## EXCERPT PROVIDED
----

Surprising Number of Suicide Completers Have No Prior Diagnosis

May 16, 2015

TORONTO—Nearly 65% of people who complete suicide have no prior diagnosis of mental illness, and many who complete suicide have no record of previous attempts. Study author Nisha Ramsinghani, DO, of UCSF School of Medicine, in Fresno, California, presented these findings at the 168th meeting of the American Psychiatric Association. 

Drawing on clinical experience, Dr. Ramsinghani and coauthor Hoyle Leigh, MD, hypothesized that the number of times a patient attempts suicide differs depending on whether the patient was diagnosed with major depressive disorder, borderline personality disorder, substance use disorder, and several other psychiatric disorders. Data from the Fresno County Coroner's Office from 2010-2013 were used to test this hypothesis. 

All 206 patients who completed suicide had been treated at a community hospital. Patients’ number of prior suicide attempts; psychiatric diagnosis; and age, sex, race, and means of suicide were recorded. 

Of the patients who completed suicide, 177 had made no prior attempt, while 29 patients had attempted one or more times. Race and age were not linked with number of suicide attempts, but gender showed a statistically significant relationship with number of attempts before completion. Only 9% of male patients had attempted suicide one or more times compared with 25.8% of female patients.

----

## TASKS TO COMPLETE
a: From the article on suicide completers, list every detail that was recorded about each patient.
b: In the article on suicide completers, rewrite the passage from "TORONTO—Nearly 65% of" to "test this hypothesis.", substituting "idea" for "hypothesis".
c: Resume the article on suicide completers with no prior diagnosis after its final sentence.
The entries after this article play no part in the work.

## RECORD SET

----

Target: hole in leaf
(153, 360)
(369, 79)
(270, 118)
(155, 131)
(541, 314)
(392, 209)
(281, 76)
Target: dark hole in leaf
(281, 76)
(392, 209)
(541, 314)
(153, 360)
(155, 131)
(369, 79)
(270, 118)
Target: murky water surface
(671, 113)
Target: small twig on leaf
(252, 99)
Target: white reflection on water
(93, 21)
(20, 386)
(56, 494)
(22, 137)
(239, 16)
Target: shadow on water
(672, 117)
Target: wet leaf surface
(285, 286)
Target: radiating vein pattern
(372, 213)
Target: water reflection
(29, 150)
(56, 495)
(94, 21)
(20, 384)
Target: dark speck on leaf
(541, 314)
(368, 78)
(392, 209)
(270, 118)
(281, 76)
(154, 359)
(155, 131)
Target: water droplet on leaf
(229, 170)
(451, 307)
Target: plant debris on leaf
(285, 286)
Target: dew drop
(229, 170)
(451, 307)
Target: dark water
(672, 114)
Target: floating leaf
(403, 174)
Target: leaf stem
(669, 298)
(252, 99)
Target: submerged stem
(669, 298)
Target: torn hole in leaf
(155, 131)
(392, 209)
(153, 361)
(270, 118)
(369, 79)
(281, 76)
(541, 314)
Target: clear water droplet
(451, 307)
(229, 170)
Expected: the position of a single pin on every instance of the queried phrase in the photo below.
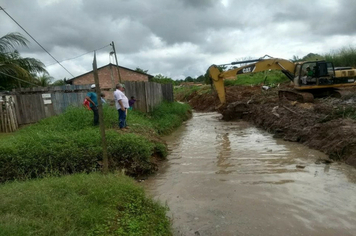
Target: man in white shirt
(121, 103)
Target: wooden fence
(148, 94)
(33, 104)
(8, 117)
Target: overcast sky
(176, 38)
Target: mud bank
(324, 125)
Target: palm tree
(12, 66)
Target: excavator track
(302, 97)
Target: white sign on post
(47, 98)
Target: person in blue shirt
(93, 99)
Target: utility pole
(101, 118)
(117, 64)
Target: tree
(14, 68)
(200, 78)
(189, 79)
(43, 80)
(59, 82)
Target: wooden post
(101, 118)
(117, 64)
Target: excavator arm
(258, 65)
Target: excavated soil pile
(323, 125)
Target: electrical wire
(36, 41)
(79, 55)
(18, 78)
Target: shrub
(80, 204)
(69, 143)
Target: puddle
(230, 178)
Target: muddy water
(225, 178)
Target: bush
(69, 143)
(80, 204)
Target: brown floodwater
(230, 178)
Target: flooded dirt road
(230, 178)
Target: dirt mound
(319, 125)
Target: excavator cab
(314, 73)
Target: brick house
(109, 77)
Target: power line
(18, 78)
(80, 55)
(36, 41)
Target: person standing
(131, 102)
(102, 97)
(122, 104)
(93, 99)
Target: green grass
(68, 143)
(80, 204)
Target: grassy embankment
(83, 204)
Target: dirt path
(323, 125)
(230, 178)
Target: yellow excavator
(311, 79)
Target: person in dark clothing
(93, 99)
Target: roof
(110, 64)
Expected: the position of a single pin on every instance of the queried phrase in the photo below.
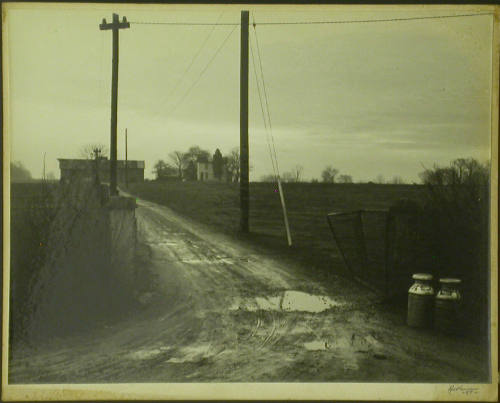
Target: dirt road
(226, 312)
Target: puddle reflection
(289, 301)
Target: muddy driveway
(226, 312)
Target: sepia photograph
(250, 202)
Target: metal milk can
(447, 306)
(420, 301)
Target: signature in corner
(465, 390)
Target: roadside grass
(217, 205)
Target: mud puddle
(289, 301)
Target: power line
(203, 71)
(266, 98)
(262, 110)
(398, 19)
(195, 56)
(373, 20)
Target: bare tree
(268, 178)
(18, 173)
(380, 179)
(287, 177)
(233, 164)
(345, 178)
(297, 173)
(397, 180)
(329, 173)
(178, 158)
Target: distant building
(86, 169)
(205, 172)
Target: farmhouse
(86, 169)
(205, 171)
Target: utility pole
(244, 158)
(43, 177)
(126, 159)
(115, 26)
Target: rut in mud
(225, 312)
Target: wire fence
(378, 247)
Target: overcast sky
(367, 98)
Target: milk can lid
(453, 281)
(422, 276)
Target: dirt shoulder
(227, 311)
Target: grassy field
(217, 204)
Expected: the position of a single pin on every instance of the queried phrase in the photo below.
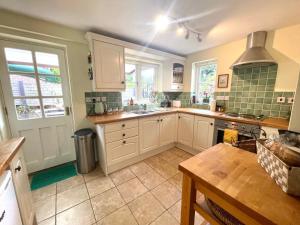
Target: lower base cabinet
(121, 150)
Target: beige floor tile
(106, 203)
(122, 176)
(131, 189)
(78, 215)
(140, 168)
(177, 151)
(175, 211)
(50, 221)
(177, 180)
(45, 208)
(99, 185)
(165, 219)
(44, 192)
(71, 197)
(122, 216)
(96, 173)
(69, 183)
(151, 179)
(167, 194)
(146, 209)
(167, 155)
(165, 170)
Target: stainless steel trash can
(85, 145)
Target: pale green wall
(76, 48)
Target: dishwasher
(9, 209)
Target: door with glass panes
(36, 93)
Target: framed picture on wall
(223, 80)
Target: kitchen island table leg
(188, 200)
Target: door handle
(67, 110)
(2, 215)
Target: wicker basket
(287, 177)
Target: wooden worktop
(8, 149)
(236, 176)
(269, 122)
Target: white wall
(280, 44)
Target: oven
(246, 131)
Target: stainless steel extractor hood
(255, 52)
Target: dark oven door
(219, 136)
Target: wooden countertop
(269, 122)
(8, 149)
(236, 175)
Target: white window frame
(196, 71)
(139, 65)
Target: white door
(36, 92)
(203, 133)
(149, 133)
(109, 66)
(167, 129)
(186, 129)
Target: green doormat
(52, 175)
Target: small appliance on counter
(176, 103)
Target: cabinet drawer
(122, 134)
(119, 151)
(120, 125)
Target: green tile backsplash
(252, 92)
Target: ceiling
(219, 21)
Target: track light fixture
(163, 21)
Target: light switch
(280, 99)
(291, 100)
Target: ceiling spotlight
(187, 35)
(180, 30)
(199, 38)
(162, 22)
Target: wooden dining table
(234, 180)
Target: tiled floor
(148, 192)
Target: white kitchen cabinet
(167, 129)
(121, 150)
(22, 188)
(203, 133)
(108, 66)
(185, 129)
(149, 133)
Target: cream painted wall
(16, 25)
(280, 44)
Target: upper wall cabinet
(108, 66)
(173, 75)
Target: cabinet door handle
(2, 215)
(18, 169)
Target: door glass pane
(147, 81)
(50, 85)
(19, 60)
(54, 107)
(131, 85)
(47, 63)
(23, 85)
(28, 109)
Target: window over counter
(204, 79)
(141, 81)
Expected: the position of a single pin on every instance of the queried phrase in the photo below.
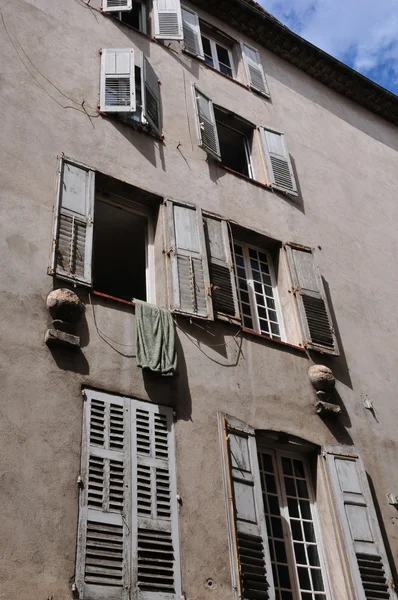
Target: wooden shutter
(72, 244)
(117, 5)
(314, 313)
(117, 89)
(254, 69)
(252, 572)
(192, 37)
(168, 20)
(279, 165)
(370, 571)
(104, 544)
(156, 562)
(151, 97)
(222, 277)
(207, 127)
(190, 272)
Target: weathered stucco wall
(346, 162)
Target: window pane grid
(285, 481)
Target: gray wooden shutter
(190, 271)
(192, 37)
(370, 571)
(207, 127)
(156, 560)
(104, 543)
(279, 165)
(254, 69)
(251, 563)
(117, 5)
(117, 85)
(151, 97)
(313, 308)
(168, 20)
(72, 244)
(222, 276)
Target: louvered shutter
(190, 272)
(104, 543)
(253, 579)
(151, 98)
(73, 224)
(370, 571)
(207, 127)
(168, 20)
(156, 562)
(313, 308)
(192, 38)
(117, 5)
(254, 69)
(222, 277)
(279, 165)
(117, 90)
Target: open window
(130, 89)
(104, 234)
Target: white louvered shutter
(312, 304)
(222, 276)
(192, 37)
(117, 5)
(72, 244)
(117, 89)
(190, 272)
(253, 577)
(207, 127)
(156, 561)
(279, 165)
(370, 571)
(254, 69)
(151, 97)
(168, 20)
(104, 543)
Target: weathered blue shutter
(117, 83)
(252, 571)
(156, 561)
(312, 304)
(104, 543)
(370, 571)
(189, 266)
(168, 19)
(72, 244)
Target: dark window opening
(119, 252)
(234, 135)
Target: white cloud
(363, 33)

----

## EXERCISE ANSWERS
a:
- Number of prior suicide attempts
- Psychiatric diagnosis
- Age
- Sex
- Race
- Means of suicide

b:
TORONTO—Nearly 65% of people who complete suicide have no prior diagnosis of mental illness, and many who complete suicide have no record of previous attempts. Study author Nisha Ramsinghani, DO, of UCSF School of Medicine, in Fresno, California, presented these findings at the 168th meeting of the American Psychiatric Association. 

Drawing on clinical experience, Dr. Ramsinghani and coauthor Hoyle Leigh, MD, hypothesized that the number of times a patient attempts suicide differs depending on whether the patient was diagnosed with major depressive disorder, borderline personality disorder, substance use disorder, and several other psychiatric disorders. Data from the Fresno County Coroner's Office from 2010-2013 were used to test this idea.

c:
Psychiatric diagnosis, particularly borderline personality and substance use disorder, was also associated with suicide attempt prior to completion. One hundred percent of patients with borderline personality disorder had previously attempted suicide, in contrast with only 34.8% of patients without borderline personality disorder. In addition, 60.7% of patients with a substance use disorder had attempted suicide at least one time before completion.

“Surprisingly, at least 64.6% of people who committed suicide had no established prior psychiatric diagnosis,” said Dr. Ramsinghani. Although the majority of patients who completed suicide did not have a diagnosis, the remaining patients had major depressive disorder (21.8%), a substance use disorder (14.1%), general anxiety disorder (4.9%), bipolar disorder (3.9%), schizophrenia (2.4%), borderline personality disorder (1.9%), PTSD (1.9%), or another psychiatric disorder (3.9%). 

“Our results imply that better detection of mental illness and treatment of at-risk patients may prevent completed suicides, and that repeated suicide attempts is a serious indicator of eventual successful suicide,” said Dr. Ramsinghani.

However, she noted that the study had some limitations, including the scope of the data search, which was limited to one hospital and affiliated neighboring hospital, and the reliability of documentation.

Further research might involve expanding the study to include more hospitals, investigating whether hospital discharge is linked with attempted suicide, and examining whether comorbid conditions are associated with suicide attempts.

—Lauren LeBano

Reference

1. Ramsinghani N, Leigh H. Suicide: Epidemiology, Risk, Competency, and History of Prevention Techniques. Scientific and Clinical Report presented at APA 2015. 16 May 2015.